§ **Dataset**

· · · ·

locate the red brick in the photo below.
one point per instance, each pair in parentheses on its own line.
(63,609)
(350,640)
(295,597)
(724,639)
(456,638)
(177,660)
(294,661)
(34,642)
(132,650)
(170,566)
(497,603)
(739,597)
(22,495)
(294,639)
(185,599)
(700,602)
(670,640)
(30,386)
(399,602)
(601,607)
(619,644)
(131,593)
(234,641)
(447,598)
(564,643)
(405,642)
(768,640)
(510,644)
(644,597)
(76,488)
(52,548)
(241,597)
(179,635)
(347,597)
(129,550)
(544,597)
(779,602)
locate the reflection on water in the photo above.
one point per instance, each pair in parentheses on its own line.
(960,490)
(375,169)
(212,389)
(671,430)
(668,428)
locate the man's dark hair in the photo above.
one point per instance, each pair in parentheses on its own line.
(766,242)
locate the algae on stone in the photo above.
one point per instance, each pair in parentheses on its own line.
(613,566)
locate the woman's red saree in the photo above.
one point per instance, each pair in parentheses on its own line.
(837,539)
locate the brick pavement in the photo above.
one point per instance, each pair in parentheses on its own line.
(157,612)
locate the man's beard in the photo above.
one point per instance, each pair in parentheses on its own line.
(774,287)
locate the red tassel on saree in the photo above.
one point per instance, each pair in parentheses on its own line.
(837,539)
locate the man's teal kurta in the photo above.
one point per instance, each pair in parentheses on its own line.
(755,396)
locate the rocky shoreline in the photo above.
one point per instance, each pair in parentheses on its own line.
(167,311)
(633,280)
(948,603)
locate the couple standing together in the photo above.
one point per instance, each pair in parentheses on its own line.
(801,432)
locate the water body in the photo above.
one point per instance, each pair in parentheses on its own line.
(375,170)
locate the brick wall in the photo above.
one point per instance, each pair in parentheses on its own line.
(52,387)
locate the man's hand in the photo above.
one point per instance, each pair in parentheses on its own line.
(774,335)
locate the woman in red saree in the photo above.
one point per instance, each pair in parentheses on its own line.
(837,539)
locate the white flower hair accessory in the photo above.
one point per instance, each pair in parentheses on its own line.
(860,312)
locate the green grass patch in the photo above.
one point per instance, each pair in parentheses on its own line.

· · · ·

§ **Description of the task**
Rescale the records from the line that contains "locate the brick pavement in the photo above." through the last line of the records, and give back every line in that span and nothing else. Copy each line as it stands, except that every coordinate in the point pairs is multiplied by 2.15 and rounded to a whole number, with halves rounded up.

§ **Complete output**
locate the brick pavement in the photo above.
one point per instance, each pair in parentheses on its own line.
(338,1316)
locate the man's beard in the photo above.
one point per instance, each pair in parentheses on its own line.
(1664,617)
locate the red tassel on saree in the photo above.
one point per instance, each pair in parentheses on its own line.
(1800,1159)
locate the man's teal kurta in the photo above.
one point per instance, each pair in parentheses on its own line.
(1623,851)
locate the rocky shoreline in the photo above.
one point per instance, each pair in parentheses on its own line.
(359,669)
(1361,602)
(2038,1296)
locate the couple standing together in the photo above.
one point per instance, each pair in parentheses on its own line.
(1722,929)
locate the water body in the photo above.
one point per instance, each pair in parentheses on its own line.
(806,366)
locate the brick wall in the photo above.
one point per instance, each pair in parentheses on its own line.
(112,832)
locate the man's hand in the photo above.
one point per instance, each pair in parentheses on its own line.
(1664,720)
locate the woman in red saree in the photo above.
one point per instance, each pair in parentheses on its own line.
(1800,1159)
locate the white flower hair accessory in the photo above.
one point per instance, each pair in parentheses on its own line.
(1849,671)
locate the green grass patch in the photo above.
one point per instance, each pair in parentheses on its own line.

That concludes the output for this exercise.